» **Passage**
OIE officials have published online the summaries of presentations given during the October conference. A summary of the presentation by Dr. Jan Vaarten, executive director of the Federation of Veterinarians of Europe, indicates the limited European Union legislation on veterinary education is focused on free movement of veterinarians and access to the profession, rather than training standards.
Dr. Vaarten's summary states that lack of encouragement to provide adequate veterinary education across Europe jeopardizes the functioning of veterinary services, threatens public and animal health, and hinders European veterinarians who apply for work outside the EU.
Dr. John Clifford, OIE delegate from the United States and the deputy administrator for the Veterinary Services program in the Department of Agriculture's Animal and Plant Health Inspection Service, thinks the OIE recommendations on veterinary education will positively affect U.S. veterinarians and their veterinary education as well as help address animal health and public health issues. The OIE recommendations are aligned with changes started more than 10 years ago to strengthen the National Veterinary Accreditation Program, and they will give accredited veterinarians better tools to meet U.S. disease prevention, preparedness, and response challenges.
The USDA is restructuring the NVAP to create two categories of accreditation, add continuing education requirements, and require renewals every three years. Veterinarians who do not apply under one of the new categories will lose their accreditation Aug. 2.
The OIE proposals will add safeguards for U.S. consumers of imported food and for disease control by expanding trade partners' animal health and public health infrastructure, Dr. Clifford said. And the USDA-APHIS is working to improve domestic infrastructure through the updated NVAP and the Veterinary Services 2015 initiative, through which the agency is adapting its mission, role, and programs.

» **Provided data**
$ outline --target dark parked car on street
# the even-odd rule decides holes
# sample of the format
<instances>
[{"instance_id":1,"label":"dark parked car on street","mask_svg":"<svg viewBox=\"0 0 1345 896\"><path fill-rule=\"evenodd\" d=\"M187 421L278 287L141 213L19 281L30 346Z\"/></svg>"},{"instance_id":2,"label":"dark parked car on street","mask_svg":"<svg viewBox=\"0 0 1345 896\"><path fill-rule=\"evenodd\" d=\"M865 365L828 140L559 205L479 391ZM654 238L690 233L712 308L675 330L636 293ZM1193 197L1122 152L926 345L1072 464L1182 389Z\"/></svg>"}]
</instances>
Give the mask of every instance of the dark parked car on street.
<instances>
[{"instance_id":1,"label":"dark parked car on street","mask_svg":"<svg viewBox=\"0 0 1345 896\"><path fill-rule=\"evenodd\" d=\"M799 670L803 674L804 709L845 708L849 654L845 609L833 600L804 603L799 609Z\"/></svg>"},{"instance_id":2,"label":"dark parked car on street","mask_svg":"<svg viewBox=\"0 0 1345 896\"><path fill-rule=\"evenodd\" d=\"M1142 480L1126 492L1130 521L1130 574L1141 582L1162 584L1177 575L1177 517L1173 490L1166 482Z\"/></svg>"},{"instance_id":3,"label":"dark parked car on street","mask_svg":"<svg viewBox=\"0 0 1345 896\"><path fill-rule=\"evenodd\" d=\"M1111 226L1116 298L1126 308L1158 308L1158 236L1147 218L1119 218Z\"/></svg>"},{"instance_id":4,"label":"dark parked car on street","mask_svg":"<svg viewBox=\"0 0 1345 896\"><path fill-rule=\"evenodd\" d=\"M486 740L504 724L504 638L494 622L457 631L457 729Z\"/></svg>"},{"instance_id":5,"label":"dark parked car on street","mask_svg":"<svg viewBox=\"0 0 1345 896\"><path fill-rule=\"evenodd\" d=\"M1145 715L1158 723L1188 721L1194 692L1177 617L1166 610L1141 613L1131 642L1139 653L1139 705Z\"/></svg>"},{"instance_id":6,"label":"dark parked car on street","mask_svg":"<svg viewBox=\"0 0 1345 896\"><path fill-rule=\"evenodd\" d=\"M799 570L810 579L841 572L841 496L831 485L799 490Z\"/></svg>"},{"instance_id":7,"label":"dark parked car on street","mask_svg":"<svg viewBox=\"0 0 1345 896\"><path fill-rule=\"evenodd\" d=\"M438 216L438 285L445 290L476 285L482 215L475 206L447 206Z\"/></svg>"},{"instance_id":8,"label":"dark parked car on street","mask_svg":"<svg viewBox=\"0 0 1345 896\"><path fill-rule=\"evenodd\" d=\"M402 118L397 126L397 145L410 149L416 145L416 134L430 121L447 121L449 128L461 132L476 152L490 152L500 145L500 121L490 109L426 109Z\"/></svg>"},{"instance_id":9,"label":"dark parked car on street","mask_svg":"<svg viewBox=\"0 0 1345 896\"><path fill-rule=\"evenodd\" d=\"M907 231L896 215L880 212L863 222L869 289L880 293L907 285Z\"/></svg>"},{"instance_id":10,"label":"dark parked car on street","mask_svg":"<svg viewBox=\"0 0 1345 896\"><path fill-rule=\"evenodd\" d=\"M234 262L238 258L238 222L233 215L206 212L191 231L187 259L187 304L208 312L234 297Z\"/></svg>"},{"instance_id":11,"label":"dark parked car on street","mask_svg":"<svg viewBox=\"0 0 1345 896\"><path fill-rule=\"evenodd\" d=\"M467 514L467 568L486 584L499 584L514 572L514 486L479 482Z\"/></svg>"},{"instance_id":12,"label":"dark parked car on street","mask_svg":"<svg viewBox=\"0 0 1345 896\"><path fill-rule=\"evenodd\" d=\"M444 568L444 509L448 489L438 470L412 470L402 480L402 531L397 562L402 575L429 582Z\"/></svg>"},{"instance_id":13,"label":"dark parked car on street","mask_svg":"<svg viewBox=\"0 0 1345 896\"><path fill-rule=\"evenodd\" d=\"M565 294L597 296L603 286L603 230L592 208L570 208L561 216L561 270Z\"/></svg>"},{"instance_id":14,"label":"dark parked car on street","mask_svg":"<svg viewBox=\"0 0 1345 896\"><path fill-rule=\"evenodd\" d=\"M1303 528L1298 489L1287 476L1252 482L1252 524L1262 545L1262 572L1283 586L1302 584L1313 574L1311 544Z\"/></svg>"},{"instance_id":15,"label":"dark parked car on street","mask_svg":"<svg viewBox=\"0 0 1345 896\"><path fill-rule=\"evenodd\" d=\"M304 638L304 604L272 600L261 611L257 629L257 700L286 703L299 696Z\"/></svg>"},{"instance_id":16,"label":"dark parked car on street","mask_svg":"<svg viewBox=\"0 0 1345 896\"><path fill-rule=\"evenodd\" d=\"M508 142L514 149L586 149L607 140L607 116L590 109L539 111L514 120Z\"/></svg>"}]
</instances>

» **Problem description**
Write out the veterinary education passage word for word, starting with "The USDA is" and going on through "accreditation Aug. 2.".

» **Response for this exercise**
The USDA is restructuring the NVAP to create two categories of accreditation, add continuing education requirements, and require renewals every three years. Veterinarians who do not apply under one of the new categories will lose their accreditation Aug. 2.